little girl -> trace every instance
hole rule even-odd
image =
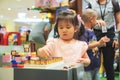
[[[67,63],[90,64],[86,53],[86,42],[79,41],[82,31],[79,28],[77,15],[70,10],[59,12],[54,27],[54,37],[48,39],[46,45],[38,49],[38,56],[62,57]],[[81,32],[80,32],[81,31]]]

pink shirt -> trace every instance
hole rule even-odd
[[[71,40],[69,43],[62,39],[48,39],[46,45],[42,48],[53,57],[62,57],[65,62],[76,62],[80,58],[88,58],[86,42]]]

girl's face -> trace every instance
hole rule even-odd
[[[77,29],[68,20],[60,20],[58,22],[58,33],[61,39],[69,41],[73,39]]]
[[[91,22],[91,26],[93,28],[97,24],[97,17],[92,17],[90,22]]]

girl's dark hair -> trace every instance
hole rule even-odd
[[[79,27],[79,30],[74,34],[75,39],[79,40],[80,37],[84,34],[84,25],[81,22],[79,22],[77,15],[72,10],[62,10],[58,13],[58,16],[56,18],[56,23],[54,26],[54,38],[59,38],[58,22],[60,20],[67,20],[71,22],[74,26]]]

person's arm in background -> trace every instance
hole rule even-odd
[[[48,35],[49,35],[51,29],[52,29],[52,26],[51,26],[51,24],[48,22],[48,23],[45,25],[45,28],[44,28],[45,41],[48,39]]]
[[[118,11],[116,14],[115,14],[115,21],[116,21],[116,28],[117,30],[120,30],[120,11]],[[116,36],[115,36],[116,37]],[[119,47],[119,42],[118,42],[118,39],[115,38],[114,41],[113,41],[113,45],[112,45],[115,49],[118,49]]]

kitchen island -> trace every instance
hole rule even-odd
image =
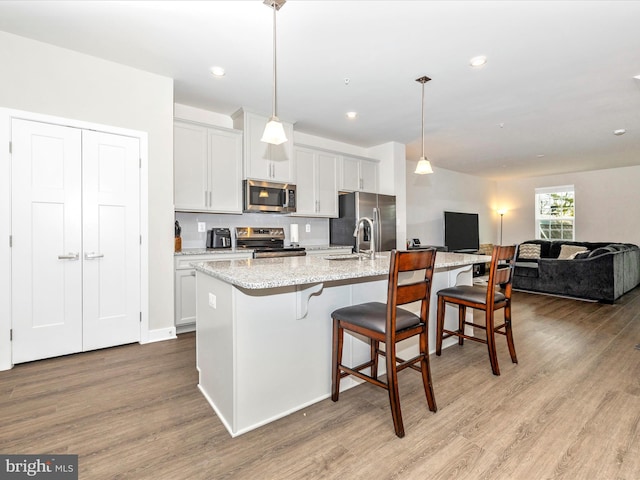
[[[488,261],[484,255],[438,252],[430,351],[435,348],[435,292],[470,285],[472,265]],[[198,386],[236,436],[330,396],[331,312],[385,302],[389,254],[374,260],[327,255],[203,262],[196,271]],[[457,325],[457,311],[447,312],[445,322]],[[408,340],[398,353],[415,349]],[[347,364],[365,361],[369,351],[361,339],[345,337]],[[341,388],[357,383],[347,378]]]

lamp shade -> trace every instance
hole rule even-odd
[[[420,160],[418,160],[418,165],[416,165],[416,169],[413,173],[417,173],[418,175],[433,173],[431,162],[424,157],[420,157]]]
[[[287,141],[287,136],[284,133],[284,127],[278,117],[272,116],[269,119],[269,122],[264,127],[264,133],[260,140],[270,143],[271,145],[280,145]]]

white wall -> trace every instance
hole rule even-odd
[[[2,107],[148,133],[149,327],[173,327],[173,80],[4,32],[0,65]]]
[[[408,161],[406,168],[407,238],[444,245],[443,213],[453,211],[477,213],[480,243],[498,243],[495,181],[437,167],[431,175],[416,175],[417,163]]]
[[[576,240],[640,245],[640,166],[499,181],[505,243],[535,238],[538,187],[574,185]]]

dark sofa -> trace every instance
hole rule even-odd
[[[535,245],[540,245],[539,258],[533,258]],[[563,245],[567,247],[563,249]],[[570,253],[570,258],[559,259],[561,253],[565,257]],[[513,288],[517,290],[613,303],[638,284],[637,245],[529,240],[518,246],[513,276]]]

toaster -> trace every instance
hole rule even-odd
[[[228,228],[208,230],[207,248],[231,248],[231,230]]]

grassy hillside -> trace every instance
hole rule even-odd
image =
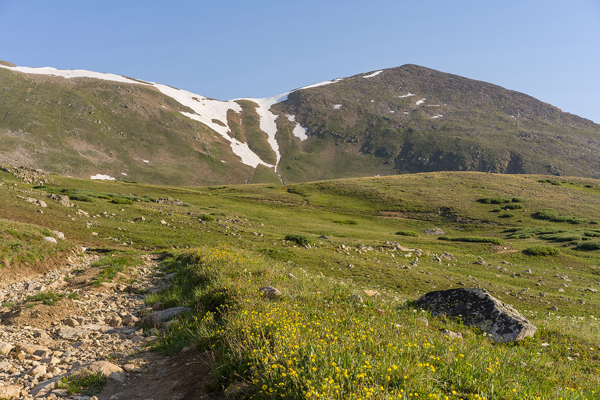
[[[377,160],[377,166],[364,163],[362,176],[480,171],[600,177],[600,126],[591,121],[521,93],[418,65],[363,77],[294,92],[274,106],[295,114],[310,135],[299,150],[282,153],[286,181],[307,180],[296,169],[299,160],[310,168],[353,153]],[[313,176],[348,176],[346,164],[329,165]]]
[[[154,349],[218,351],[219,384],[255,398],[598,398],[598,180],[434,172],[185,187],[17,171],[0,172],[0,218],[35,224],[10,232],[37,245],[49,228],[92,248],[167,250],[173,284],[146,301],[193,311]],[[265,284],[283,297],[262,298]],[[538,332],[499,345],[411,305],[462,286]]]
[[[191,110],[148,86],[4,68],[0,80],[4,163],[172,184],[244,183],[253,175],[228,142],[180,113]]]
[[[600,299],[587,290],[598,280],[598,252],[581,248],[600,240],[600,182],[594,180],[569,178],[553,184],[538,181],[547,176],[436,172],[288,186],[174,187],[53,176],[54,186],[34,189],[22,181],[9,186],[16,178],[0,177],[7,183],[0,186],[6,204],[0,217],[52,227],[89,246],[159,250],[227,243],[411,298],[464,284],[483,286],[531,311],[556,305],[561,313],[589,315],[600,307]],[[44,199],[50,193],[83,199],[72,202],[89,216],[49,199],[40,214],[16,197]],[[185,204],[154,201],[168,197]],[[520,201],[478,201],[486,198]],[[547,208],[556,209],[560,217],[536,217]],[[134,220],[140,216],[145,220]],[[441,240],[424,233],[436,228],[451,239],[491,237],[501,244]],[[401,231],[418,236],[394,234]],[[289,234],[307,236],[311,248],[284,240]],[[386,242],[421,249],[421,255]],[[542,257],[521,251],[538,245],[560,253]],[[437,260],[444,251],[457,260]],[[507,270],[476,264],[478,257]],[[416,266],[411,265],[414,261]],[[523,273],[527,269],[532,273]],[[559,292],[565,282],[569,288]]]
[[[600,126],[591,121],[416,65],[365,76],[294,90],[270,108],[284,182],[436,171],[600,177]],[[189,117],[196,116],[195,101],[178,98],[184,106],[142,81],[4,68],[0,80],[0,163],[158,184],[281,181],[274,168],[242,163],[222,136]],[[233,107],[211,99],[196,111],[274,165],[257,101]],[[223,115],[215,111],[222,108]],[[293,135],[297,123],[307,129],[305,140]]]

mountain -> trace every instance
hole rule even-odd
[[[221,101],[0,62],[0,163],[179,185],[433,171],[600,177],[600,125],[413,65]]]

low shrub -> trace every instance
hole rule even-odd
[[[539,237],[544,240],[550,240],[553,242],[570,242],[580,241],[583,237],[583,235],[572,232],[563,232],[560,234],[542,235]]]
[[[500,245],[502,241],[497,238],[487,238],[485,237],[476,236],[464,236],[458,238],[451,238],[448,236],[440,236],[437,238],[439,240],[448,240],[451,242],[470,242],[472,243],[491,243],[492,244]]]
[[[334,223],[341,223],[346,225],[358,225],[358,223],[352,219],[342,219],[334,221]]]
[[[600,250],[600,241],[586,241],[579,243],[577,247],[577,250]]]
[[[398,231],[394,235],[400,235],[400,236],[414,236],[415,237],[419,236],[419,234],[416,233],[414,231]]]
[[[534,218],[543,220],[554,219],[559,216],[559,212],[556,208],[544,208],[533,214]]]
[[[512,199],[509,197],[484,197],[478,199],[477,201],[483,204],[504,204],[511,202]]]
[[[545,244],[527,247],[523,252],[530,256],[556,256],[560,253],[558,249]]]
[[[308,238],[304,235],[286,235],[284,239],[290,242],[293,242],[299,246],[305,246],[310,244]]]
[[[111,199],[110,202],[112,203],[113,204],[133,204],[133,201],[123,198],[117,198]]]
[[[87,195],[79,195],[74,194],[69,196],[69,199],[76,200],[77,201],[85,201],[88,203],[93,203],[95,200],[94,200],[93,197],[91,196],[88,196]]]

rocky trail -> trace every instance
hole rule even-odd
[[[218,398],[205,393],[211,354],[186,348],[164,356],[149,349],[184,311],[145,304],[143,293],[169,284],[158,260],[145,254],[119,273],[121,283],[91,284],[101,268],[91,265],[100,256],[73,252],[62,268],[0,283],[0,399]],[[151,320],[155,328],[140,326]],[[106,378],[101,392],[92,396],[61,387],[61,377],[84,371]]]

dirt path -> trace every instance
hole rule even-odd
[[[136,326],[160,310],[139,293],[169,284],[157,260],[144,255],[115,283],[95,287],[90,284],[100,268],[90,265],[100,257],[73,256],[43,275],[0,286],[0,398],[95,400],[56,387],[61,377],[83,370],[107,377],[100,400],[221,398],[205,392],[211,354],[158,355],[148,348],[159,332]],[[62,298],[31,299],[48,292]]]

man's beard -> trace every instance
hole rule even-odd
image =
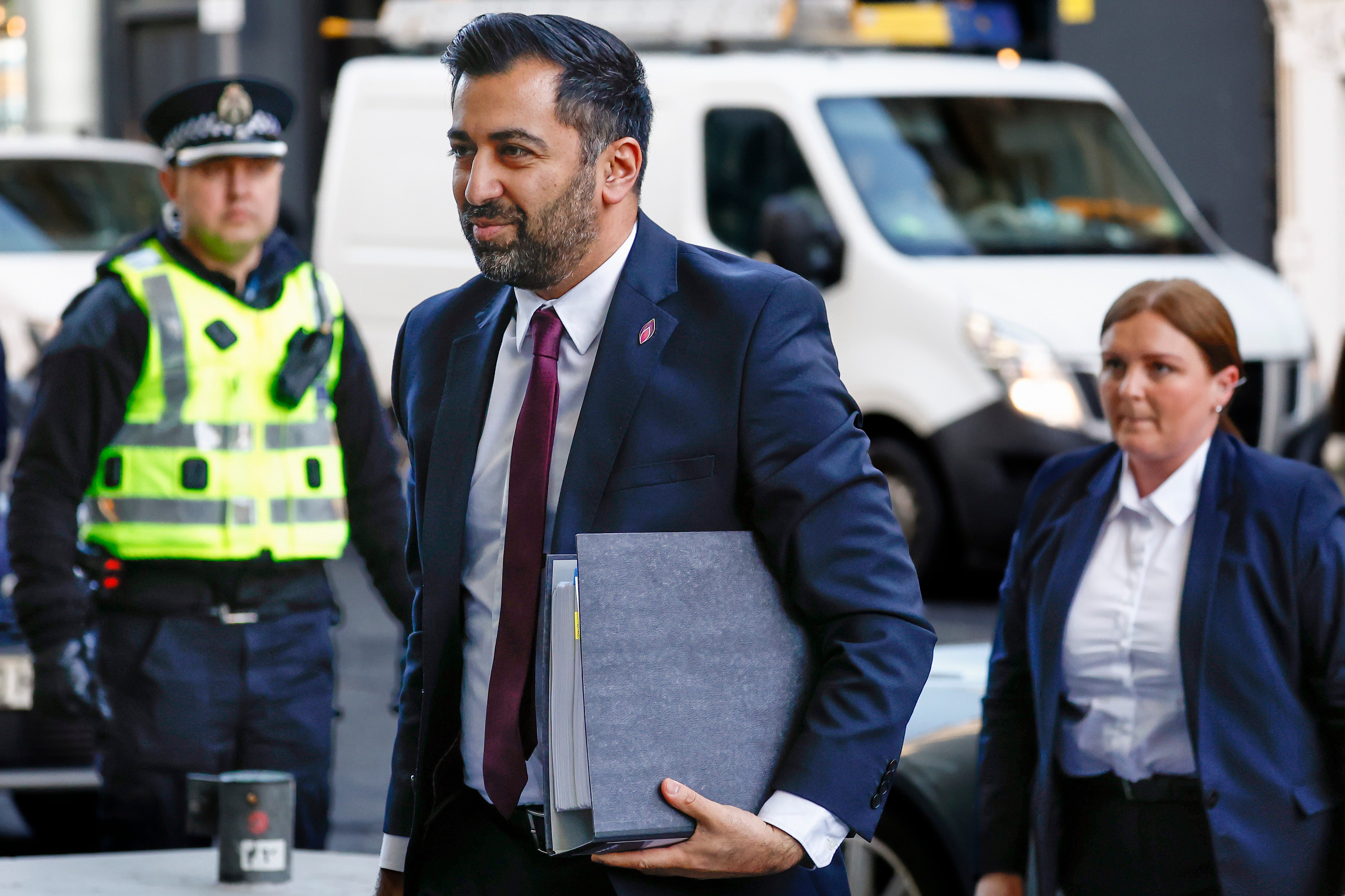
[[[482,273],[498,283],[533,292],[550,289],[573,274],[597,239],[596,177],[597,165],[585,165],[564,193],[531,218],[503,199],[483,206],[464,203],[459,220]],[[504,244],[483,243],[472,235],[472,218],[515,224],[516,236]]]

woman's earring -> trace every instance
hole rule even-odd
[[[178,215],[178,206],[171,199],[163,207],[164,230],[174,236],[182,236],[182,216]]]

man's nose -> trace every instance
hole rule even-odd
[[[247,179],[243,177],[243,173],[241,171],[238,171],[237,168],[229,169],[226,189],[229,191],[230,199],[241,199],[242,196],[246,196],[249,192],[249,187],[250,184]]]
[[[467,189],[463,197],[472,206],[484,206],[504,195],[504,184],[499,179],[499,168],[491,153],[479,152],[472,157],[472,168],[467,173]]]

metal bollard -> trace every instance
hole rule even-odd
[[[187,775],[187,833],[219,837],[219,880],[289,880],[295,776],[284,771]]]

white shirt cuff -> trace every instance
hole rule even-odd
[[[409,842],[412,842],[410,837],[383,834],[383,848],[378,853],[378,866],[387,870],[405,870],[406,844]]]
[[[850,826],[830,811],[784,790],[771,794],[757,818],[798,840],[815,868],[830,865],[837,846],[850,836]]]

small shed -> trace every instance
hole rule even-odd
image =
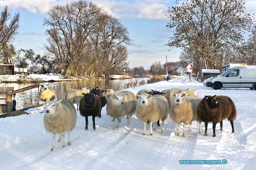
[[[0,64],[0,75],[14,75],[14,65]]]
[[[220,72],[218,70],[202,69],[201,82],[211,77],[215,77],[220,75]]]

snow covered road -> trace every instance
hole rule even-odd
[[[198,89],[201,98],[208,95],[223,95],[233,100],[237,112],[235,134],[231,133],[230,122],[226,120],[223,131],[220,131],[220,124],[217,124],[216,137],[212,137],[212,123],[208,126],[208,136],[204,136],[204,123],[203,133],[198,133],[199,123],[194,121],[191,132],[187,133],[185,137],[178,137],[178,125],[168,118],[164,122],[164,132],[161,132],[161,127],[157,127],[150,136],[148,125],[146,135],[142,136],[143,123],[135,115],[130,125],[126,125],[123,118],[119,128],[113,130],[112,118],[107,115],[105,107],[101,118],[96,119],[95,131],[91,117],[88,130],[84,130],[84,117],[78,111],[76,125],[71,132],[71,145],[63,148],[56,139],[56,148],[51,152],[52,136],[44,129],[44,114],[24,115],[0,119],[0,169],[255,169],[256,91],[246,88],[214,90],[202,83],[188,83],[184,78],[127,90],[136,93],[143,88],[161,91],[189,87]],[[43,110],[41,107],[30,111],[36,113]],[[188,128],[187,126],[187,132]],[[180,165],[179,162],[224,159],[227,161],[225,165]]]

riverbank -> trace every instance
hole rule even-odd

PROBLEM REQUIREMENTS —
Rewrite the data from the line containing "lamp shade -> trace every instance" down to the line containing "[[[228,228],[208,230],[207,248],[231,248],[231,230]]]", with "sofa" changed to "couch" and everything else left as it is.

COMPLETE OUTPUT —
lamp shade -> trace every instance
hole rule even-odd
[[[420,160],[418,160],[418,165],[416,165],[416,169],[413,173],[417,173],[418,175],[433,173],[431,162],[424,157],[420,157]]]
[[[287,141],[287,136],[284,133],[284,127],[278,117],[272,116],[269,119],[269,122],[264,127],[264,133],[260,140],[270,143],[271,145],[280,145]]]

white wall -> trace every instance
hole rule even-odd
[[[2,107],[148,133],[149,327],[173,327],[173,80],[4,32],[0,65]]]
[[[408,161],[406,168],[407,238],[444,245],[443,213],[453,211],[477,213],[480,243],[498,243],[495,181],[437,167],[431,175],[416,175],[417,163]]]
[[[576,240],[640,245],[640,166],[499,181],[505,243],[535,238],[538,187],[574,185]]]

dark couch -> trace every instance
hole rule even-odd
[[[535,245],[540,245],[539,258],[533,258]],[[563,245],[567,247],[563,249]],[[570,253],[570,258],[559,259],[561,253],[565,257]],[[513,288],[517,290],[613,303],[638,284],[637,245],[529,240],[518,246],[513,276]]]

toaster -> trace every instance
hole rule even-odd
[[[228,228],[208,230],[207,248],[231,248],[231,230]]]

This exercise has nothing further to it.